Tally the lines in the data below that contain the string "skier", counting only matches with the same case, and reply with the number alone.

-- START OF Dataset extract --

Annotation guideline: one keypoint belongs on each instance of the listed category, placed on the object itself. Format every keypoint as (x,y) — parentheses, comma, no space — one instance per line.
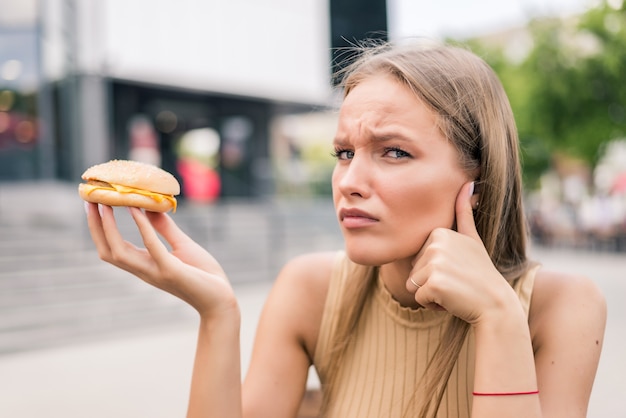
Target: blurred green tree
(568,91)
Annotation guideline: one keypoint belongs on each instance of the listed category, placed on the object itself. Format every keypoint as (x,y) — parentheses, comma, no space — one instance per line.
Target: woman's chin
(366,257)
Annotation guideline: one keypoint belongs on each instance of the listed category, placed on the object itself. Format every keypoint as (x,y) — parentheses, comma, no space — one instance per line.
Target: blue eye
(342,154)
(396,153)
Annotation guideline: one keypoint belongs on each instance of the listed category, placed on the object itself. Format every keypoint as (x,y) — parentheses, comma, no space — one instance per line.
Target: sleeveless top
(393,344)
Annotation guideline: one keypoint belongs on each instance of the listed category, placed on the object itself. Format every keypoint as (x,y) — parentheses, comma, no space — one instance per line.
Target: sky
(459,18)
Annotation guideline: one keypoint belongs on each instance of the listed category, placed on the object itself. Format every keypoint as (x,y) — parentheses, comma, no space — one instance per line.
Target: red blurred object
(619,184)
(200,183)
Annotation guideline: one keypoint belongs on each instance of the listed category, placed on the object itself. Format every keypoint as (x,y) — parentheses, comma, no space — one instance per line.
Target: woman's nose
(353,178)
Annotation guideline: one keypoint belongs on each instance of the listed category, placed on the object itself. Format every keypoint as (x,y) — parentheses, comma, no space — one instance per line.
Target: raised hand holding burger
(130,183)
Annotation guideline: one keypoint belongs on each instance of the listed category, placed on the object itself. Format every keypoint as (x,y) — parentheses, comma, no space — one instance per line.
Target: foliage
(569,91)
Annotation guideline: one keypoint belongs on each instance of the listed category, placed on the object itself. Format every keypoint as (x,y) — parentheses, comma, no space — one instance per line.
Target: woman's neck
(395,275)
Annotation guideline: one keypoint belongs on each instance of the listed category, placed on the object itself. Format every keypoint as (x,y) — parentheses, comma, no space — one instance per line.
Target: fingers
(167,228)
(96,229)
(153,244)
(464,214)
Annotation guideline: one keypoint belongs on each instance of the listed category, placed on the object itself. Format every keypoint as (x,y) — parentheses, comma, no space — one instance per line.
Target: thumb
(464,216)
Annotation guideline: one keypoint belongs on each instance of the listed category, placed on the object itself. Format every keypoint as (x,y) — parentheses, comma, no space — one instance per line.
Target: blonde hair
(475,115)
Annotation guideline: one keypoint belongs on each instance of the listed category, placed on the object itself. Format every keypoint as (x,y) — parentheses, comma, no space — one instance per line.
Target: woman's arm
(556,354)
(190,273)
(567,323)
(287,331)
(286,338)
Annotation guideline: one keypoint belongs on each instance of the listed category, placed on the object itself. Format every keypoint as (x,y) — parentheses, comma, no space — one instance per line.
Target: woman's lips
(355,218)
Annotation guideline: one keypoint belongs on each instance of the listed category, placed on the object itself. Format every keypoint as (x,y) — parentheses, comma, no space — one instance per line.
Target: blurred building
(190,85)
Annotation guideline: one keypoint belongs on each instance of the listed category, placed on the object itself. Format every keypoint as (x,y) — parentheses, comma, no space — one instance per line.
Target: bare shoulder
(567,321)
(563,301)
(300,290)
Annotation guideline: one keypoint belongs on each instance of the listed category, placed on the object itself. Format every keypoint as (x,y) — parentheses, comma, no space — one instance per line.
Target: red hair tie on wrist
(532,392)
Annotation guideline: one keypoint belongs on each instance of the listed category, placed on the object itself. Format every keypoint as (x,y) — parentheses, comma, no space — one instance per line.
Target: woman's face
(397,177)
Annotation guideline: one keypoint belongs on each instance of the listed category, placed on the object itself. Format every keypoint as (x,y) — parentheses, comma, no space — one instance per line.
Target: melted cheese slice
(158,197)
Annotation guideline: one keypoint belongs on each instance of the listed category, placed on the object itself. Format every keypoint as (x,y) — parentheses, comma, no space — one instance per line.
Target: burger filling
(102,185)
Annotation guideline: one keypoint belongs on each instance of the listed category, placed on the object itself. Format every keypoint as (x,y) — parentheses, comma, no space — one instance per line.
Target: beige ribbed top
(393,345)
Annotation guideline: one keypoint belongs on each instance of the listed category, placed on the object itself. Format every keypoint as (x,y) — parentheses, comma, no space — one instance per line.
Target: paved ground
(143,371)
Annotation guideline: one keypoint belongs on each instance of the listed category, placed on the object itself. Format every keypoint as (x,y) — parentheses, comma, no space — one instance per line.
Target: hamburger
(130,183)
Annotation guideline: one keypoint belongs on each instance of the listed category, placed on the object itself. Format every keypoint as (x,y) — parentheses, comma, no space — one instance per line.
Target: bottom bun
(113,198)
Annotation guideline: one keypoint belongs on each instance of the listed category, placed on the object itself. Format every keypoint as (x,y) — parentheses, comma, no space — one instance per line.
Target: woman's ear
(475,198)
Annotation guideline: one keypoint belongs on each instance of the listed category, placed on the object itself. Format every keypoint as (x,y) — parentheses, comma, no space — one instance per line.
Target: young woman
(433,309)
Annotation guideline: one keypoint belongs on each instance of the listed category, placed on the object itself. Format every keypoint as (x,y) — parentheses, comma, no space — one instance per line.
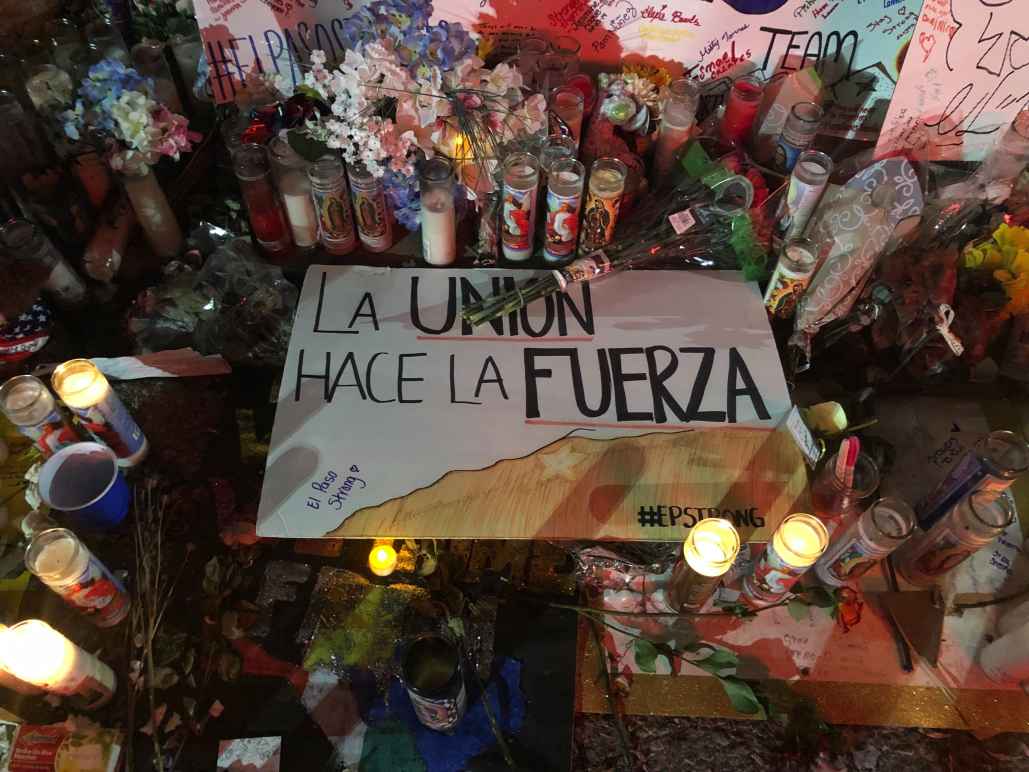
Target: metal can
(996,461)
(432,674)
(67,566)
(970,525)
(882,528)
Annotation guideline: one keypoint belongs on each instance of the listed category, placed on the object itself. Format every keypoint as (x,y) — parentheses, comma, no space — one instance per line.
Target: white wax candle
(295,189)
(39,655)
(438,227)
(1006,659)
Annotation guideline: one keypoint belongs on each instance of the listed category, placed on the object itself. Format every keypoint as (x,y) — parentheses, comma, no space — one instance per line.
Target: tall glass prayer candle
(62,562)
(568,47)
(882,528)
(267,219)
(375,223)
(992,465)
(148,60)
(564,200)
(796,544)
(39,655)
(790,278)
(33,251)
(48,89)
(799,132)
(678,112)
(290,173)
(835,500)
(187,49)
(708,552)
(971,524)
(106,40)
(529,51)
(553,149)
(11,681)
(741,109)
(67,44)
(518,215)
(566,104)
(552,71)
(83,388)
(438,218)
(29,405)
(807,183)
(607,182)
(152,211)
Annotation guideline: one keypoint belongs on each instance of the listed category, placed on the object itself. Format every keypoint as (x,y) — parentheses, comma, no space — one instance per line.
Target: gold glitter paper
(874,704)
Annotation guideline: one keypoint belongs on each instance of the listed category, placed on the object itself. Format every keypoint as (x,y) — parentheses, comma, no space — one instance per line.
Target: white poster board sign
(860,44)
(385,390)
(964,79)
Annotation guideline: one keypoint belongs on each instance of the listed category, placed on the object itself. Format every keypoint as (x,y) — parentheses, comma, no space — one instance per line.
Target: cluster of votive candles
(29,405)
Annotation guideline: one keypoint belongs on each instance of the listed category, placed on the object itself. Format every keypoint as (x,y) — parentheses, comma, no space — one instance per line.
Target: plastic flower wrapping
(117,102)
(407,90)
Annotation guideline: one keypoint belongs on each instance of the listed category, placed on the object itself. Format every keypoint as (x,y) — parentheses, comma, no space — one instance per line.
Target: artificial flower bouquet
(116,104)
(407,90)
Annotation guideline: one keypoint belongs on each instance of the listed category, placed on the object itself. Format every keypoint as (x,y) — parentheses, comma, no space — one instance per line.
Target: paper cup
(83,481)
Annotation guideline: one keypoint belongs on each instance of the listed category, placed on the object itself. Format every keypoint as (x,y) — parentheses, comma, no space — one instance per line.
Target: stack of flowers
(407,90)
(116,102)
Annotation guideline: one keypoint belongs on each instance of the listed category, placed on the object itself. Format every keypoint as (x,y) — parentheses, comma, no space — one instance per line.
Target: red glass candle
(741,108)
(267,219)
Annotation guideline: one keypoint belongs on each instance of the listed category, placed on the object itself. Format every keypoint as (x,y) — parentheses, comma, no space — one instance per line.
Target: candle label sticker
(584,269)
(796,207)
(942,552)
(786,155)
(774,575)
(334,220)
(968,475)
(440,714)
(599,220)
(97,593)
(369,208)
(50,434)
(785,288)
(562,224)
(853,560)
(681,221)
(109,422)
(518,217)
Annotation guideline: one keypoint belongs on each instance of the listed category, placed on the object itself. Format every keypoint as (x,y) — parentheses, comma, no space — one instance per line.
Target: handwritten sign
(858,45)
(965,77)
(386,392)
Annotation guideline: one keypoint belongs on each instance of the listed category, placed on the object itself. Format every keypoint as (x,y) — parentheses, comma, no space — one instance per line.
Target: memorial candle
(708,552)
(566,103)
(741,109)
(677,114)
(35,653)
(438,219)
(796,544)
(382,559)
(83,388)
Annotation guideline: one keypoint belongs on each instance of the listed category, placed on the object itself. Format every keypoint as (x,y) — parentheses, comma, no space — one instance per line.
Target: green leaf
(721,662)
(742,696)
(797,609)
(646,656)
(306,146)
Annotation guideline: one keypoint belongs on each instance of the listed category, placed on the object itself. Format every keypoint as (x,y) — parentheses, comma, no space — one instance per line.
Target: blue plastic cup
(83,481)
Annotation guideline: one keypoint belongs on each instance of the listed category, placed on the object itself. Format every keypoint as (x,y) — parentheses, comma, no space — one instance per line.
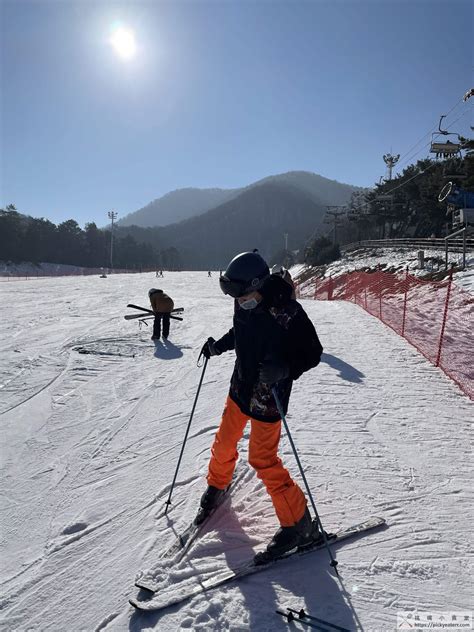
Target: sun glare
(123,42)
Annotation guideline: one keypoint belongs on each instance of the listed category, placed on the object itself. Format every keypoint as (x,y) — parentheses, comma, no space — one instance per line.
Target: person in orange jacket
(162,305)
(274,342)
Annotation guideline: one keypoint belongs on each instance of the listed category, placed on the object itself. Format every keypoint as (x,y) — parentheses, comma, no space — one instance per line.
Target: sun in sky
(123,42)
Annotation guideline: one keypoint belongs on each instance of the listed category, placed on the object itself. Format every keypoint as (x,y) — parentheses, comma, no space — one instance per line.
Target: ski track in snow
(93,416)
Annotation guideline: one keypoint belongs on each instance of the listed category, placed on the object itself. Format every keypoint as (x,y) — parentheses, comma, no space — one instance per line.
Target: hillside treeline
(406,206)
(261,216)
(24,238)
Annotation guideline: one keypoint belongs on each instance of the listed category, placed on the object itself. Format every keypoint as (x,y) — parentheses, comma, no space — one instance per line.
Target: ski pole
(301,615)
(168,502)
(318,519)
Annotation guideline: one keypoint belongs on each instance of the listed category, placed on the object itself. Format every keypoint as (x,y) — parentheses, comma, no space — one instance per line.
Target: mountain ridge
(182,204)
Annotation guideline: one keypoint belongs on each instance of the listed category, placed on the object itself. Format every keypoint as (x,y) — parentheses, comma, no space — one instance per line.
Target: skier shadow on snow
(308,581)
(346,371)
(166,350)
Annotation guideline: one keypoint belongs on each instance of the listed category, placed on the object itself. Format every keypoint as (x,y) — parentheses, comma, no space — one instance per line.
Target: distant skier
(286,276)
(162,305)
(275,342)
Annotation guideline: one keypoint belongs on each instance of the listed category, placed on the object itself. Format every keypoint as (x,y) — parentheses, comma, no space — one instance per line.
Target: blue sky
(219,94)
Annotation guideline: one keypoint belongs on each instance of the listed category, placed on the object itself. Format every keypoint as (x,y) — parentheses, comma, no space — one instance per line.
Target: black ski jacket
(277,330)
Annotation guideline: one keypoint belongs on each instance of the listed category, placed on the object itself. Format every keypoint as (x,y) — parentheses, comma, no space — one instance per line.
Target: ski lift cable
(429,143)
(427,168)
(412,178)
(433,129)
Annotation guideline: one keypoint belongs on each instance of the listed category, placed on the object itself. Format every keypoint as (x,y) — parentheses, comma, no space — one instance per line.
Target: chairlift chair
(446,149)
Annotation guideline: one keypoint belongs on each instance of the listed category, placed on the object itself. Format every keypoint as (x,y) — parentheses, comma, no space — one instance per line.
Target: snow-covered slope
(92,422)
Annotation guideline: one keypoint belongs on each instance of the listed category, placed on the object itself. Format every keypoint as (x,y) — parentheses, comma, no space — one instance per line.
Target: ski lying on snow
(171,596)
(182,544)
(310,620)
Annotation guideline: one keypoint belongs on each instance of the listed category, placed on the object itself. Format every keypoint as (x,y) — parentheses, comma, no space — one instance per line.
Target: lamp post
(112,216)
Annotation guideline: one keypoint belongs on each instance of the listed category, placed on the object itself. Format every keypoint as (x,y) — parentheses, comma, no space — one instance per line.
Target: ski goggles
(237,289)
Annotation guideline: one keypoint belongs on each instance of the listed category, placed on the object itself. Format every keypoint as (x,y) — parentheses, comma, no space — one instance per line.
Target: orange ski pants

-- END OF Dataset extract --

### Exercise response:
2